- [Texte fourni]
++++++++++++++++++++

Le Saint Suaire de Turin

Le Saint Suaire de Turin

Le Saint-Suaire de Turin fait partie des objets les plus étudiés au monde si bien qu’on ne compte plus les ouvrages qui lui ont été consacrés, parmi lesquels celui de Jean-Christian Petitfils, « L’enquête définitive » figure en dernière date. L’auteur a pour objectif de démontrer l’authenticité du suaire de Turin à travers une triple analyse historique, scientifique et artistique et entend notamment réfuter les conclusions d’une datation au Carbone 14 en 1988 et qui datait le linceul du XIVe et en faisant donc un faux. En réalité, plutôt que d’un suaire, à savoir un voile qui recouvre la tête d’un défunt, il s’agit d’un linceul, un linge qui enveloppe le corps tout entier. Dans ce contexte le caractère authentique du linceul signifie que c’est celui qui a enveloppé Jésus-Christ lors de la mise au tombeau.

++++++++++++++++++++

- [Données extraites]
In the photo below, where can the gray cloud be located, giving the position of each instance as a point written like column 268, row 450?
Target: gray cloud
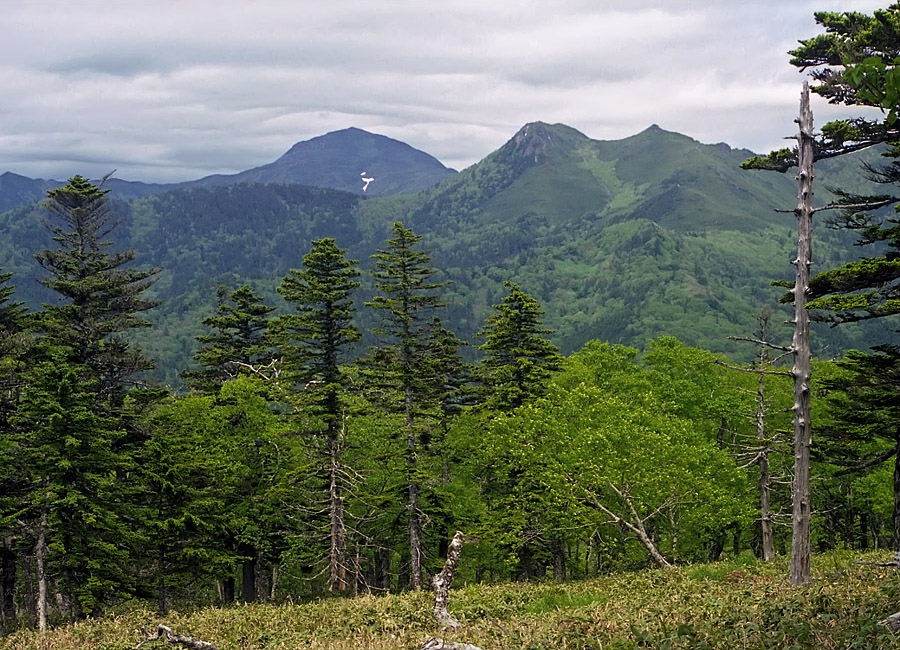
column 167, row 91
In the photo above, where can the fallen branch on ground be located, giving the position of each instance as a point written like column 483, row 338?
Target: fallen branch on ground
column 163, row 632
column 435, row 643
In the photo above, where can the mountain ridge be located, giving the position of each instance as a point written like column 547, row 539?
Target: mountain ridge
column 619, row 240
column 335, row 160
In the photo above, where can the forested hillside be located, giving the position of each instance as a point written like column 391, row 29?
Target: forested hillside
column 622, row 241
column 321, row 427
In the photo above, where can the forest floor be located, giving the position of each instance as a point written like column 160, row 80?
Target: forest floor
column 739, row 604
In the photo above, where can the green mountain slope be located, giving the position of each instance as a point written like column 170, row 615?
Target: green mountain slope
column 619, row 240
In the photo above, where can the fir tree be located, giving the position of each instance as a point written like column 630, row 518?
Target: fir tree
column 13, row 352
column 76, row 426
column 518, row 358
column 403, row 274
column 317, row 338
column 237, row 343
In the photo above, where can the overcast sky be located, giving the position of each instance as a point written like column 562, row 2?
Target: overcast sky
column 169, row 91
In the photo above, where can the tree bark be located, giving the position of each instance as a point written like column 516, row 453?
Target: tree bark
column 337, row 561
column 765, row 478
column 248, row 573
column 7, row 582
column 436, row 643
column 441, row 582
column 415, row 535
column 166, row 633
column 801, row 371
column 40, row 555
column 635, row 524
column 896, row 517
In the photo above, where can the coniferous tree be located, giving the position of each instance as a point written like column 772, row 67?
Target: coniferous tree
column 237, row 343
column 518, row 358
column 12, row 354
column 404, row 275
column 316, row 340
column 77, row 432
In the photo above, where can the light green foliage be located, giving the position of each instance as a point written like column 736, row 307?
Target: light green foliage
column 735, row 605
column 608, row 424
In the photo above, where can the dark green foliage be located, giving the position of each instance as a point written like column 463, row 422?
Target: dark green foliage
column 402, row 365
column 518, row 359
column 236, row 345
column 315, row 339
column 320, row 334
column 409, row 297
column 75, row 430
column 860, row 430
column 101, row 296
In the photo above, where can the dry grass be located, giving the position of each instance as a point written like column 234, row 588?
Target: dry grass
column 726, row 605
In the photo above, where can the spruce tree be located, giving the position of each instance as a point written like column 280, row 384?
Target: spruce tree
column 317, row 338
column 13, row 349
column 518, row 358
column 237, row 343
column 76, row 427
column 409, row 297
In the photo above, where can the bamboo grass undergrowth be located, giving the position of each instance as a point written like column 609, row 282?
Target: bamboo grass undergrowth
column 739, row 604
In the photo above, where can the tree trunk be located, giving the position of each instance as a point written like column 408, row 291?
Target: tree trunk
column 635, row 524
column 40, row 555
column 161, row 596
column 765, row 479
column 248, row 573
column 7, row 582
column 801, row 372
column 441, row 582
column 415, row 541
column 337, row 561
column 559, row 560
column 895, row 546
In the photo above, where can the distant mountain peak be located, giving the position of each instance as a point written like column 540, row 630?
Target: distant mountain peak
column 537, row 141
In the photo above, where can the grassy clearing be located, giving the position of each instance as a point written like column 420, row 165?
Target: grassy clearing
column 736, row 604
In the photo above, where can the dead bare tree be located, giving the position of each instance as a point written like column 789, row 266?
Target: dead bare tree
column 759, row 452
column 801, row 371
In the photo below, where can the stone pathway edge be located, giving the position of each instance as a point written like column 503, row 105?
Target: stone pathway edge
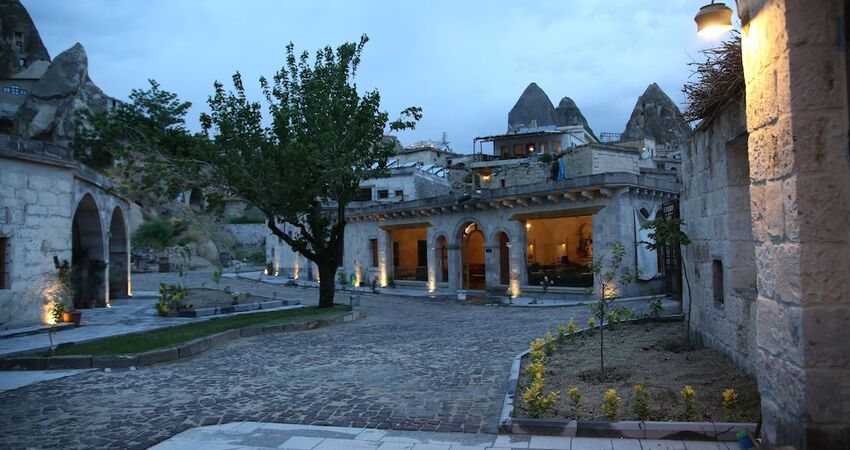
column 185, row 350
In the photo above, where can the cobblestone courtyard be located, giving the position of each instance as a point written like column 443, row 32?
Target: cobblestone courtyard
column 412, row 364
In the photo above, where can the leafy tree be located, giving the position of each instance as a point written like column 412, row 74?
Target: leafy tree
column 610, row 278
column 300, row 166
column 667, row 233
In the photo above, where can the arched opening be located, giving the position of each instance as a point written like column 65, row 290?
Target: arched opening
column 441, row 259
column 87, row 255
column 196, row 199
column 473, row 267
column 118, row 260
column 504, row 258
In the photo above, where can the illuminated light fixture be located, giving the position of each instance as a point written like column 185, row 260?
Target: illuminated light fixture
column 713, row 20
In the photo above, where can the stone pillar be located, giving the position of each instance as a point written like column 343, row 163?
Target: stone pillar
column 385, row 254
column 796, row 89
column 491, row 264
column 455, row 266
column 433, row 260
column 517, row 254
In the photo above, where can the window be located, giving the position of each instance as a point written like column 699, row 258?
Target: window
column 364, row 194
column 14, row 89
column 422, row 253
column 4, row 277
column 717, row 281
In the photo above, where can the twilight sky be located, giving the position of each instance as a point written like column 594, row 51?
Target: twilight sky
column 464, row 62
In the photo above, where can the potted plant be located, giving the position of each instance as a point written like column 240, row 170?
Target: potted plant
column 66, row 293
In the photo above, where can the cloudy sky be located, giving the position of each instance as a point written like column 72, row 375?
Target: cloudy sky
column 464, row 62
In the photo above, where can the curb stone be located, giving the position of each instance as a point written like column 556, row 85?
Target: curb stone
column 714, row 431
column 182, row 351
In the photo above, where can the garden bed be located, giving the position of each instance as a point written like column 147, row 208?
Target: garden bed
column 649, row 353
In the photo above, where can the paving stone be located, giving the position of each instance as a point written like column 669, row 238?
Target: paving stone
column 412, row 364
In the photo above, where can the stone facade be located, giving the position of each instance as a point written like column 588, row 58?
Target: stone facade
column 609, row 199
column 43, row 193
column 795, row 68
column 248, row 234
column 721, row 258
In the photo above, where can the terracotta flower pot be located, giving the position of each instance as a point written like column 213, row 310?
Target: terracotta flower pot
column 72, row 316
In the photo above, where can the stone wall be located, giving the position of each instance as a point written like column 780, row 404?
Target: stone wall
column 36, row 221
column 720, row 261
column 248, row 234
column 613, row 221
column 38, row 200
column 795, row 67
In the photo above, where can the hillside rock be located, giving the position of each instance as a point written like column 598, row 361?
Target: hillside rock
column 657, row 117
column 568, row 114
column 533, row 105
column 14, row 18
column 65, row 88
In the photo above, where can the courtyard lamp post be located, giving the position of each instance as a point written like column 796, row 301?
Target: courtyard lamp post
column 713, row 20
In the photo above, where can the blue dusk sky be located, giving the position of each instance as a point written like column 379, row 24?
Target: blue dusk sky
column 464, row 62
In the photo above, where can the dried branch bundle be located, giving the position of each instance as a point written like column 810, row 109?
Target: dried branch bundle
column 719, row 80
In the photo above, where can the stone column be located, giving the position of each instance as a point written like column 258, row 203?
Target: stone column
column 796, row 89
column 517, row 255
column 491, row 265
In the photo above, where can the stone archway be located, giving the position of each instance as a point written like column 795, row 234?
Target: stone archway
column 473, row 268
column 118, row 257
column 196, row 199
column 87, row 255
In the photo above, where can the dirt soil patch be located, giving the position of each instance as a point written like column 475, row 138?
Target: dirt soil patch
column 648, row 353
column 207, row 298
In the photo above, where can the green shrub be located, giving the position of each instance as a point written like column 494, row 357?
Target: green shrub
column 245, row 220
column 157, row 234
column 170, row 297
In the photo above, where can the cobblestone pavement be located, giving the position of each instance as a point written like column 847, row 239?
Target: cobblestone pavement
column 412, row 364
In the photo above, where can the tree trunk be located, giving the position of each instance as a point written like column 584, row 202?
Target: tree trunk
column 690, row 305
column 327, row 280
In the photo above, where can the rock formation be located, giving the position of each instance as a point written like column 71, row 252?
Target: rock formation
column 533, row 106
column 16, row 25
column 50, row 111
column 568, row 114
column 657, row 117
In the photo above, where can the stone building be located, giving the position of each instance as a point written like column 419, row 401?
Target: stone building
column 513, row 224
column 52, row 207
column 768, row 200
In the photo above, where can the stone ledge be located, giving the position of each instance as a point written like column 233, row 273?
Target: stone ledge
column 715, row 431
column 182, row 351
column 243, row 307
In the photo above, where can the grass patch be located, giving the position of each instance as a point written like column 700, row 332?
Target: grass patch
column 169, row 337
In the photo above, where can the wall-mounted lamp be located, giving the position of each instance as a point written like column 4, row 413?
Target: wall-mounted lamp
column 713, row 20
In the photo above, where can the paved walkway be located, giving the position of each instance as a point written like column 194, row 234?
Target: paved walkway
column 255, row 435
column 412, row 364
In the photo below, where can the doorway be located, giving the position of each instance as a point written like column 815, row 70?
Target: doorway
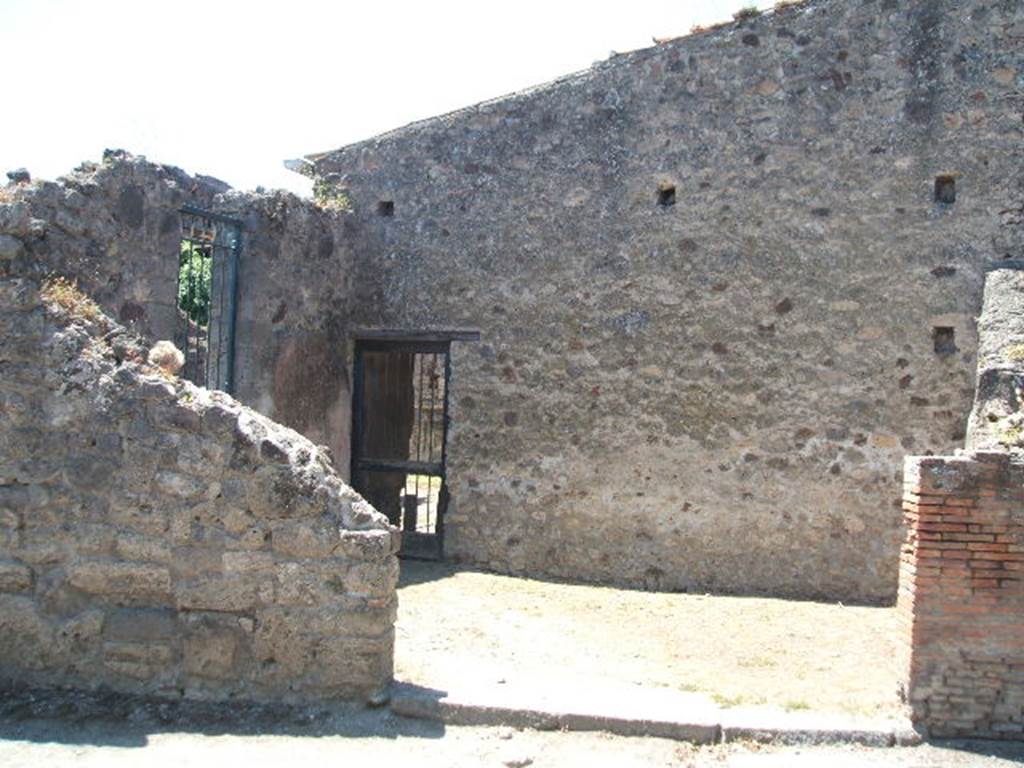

++++++++++++++++++++

- [Consigne 1]
Résumez en deux phrases le texte sur le Saint-Suaire de Turin.
- [Consigne 2]
Poursuivez le texte sur le Saint-Suaire de Turin à partir de sa dernière phrase.

- [Réponse attendue 1]
Le Saint-Suaire de Turin compte parmi les objets les plus étudiés au monde, et l'ouvrage de Jean-Christian Petitfils, « L'enquête définitive », entend en démontrer l'authenticité par une analyse historique, scientifique et artistique, en réfutant notamment la datation au carbone 14 de 1988 qui le situait au XIVe siècle et en faisait un faux. Il s'agit en réalité d'un linceul enveloppant le corps tout entier, et son authenticité signifierait qu'il a enveloppé Jésus-Christ lors de la mise au tombeau.

- [Réponse attendue 2]
Petitfils, ancien banquier à la retraite, auteur d’une trentaine d’ouvrages consacrés en particulier au Grand Siècle, incarne une tendance où le narrateur raconte l’histoire académique en adoptant le style d’un ouvrage de vulgarisation. Auteur en 2013 d’une biographie de Jésus, Petitfils aborde ici l’histoire du linceul conservé de nos jours dans une chapelle de la cathédrale Saint Jean à Turin et qui laisse apparaître les marques des supplices, flagellation, crucifixion, couronne d’épines, infligés à Jésus de Nazareth, tels que les rapportent les Évangiles. D’emblée il avertit son lecteur que son livre n’aborde pas une question de foi mais constitue une enquête à propos d’une énigme qui touche à la foi.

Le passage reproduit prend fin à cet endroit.